[Pointing dataset excerpts]
________

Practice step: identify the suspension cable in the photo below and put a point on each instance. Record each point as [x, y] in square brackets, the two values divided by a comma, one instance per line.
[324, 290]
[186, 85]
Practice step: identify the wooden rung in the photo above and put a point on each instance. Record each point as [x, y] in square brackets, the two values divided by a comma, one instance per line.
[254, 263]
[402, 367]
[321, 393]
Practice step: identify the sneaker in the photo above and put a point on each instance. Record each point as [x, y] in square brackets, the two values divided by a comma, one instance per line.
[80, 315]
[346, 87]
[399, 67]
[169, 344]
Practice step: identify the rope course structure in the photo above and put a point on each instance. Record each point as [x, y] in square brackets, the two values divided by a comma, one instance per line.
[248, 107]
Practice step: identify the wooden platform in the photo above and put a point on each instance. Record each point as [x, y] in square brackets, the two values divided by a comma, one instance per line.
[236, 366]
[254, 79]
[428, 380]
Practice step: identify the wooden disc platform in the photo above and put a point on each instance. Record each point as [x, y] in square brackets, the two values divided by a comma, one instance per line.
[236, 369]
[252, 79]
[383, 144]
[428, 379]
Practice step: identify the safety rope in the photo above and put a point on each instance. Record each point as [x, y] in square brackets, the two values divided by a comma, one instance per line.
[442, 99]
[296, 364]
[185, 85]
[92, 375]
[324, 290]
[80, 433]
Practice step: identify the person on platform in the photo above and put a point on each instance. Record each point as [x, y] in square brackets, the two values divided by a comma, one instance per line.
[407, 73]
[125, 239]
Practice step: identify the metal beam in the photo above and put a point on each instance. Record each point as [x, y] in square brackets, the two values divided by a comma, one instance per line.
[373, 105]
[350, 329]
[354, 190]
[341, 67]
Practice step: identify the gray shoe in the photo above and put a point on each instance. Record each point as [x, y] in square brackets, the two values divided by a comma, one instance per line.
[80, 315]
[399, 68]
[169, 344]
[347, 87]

________

→ **Work required**
Please restate the data word for word, every record included.

→ **Full response**
Practice step: identify the suspension cable in the photo below and put a point on each instance. Record each point as [x, y] in square brackets, the two values divided by a comma, one instance per line.
[324, 290]
[186, 85]
Practice step: identify the wooden rung in the photo above and put a point on each instance. Record each point as [x, y] in square brackets, the two values divided by a comma, one instance per line.
[254, 263]
[402, 367]
[321, 393]
Practice step: identify the sneaker in the photo above and put a point on each instance. Record each point as [x, y] in square brackets, the two values divided by a comma, one instance per line.
[80, 315]
[346, 87]
[399, 67]
[169, 344]
Practice step: identify the rope course structure in the photo above and put a point on each instance. Record each point as [x, y] in square brackets, the two values divided by a comma, one instance per line.
[248, 107]
Practice step: identify the wooden platform in the photo above and put a point on each instance. Record each point as [x, y] in square brackets, the two values divided by a comma, one instance per line.
[236, 366]
[254, 79]
[428, 380]
Practice step: identify the wooden disc platform in the photo above and put a point on each instance. Record each point as [x, y] in square brackets, the two values divided by a comma, one instance per line.
[236, 369]
[252, 79]
[383, 144]
[428, 379]
Practice step: identify the safety rope in the photo above and put a point on each instance. Record each point as [x, y] in square brackets, the two values divided by a comma, one instance per line.
[442, 99]
[296, 364]
[185, 85]
[92, 375]
[324, 290]
[80, 433]
Practice step: identify the person on platform in the photo above and put a point on each instance. Record each point as [x, y] in square brackets, the two values divided by a comma, one instance per line.
[407, 73]
[125, 239]
Practice step: identify the metal beam in the photo above and put a point on each instance. Record each point as [x, y] in square brackets, the two values divided by a comma, one instance per line.
[373, 105]
[350, 329]
[354, 190]
[341, 67]
Practice step: identify the gray shoe in the photo above and put a point on each instance. Record each point as [x, y] in square brackets, the two values divided by a comma, one instance per line.
[80, 315]
[399, 68]
[169, 344]
[347, 87]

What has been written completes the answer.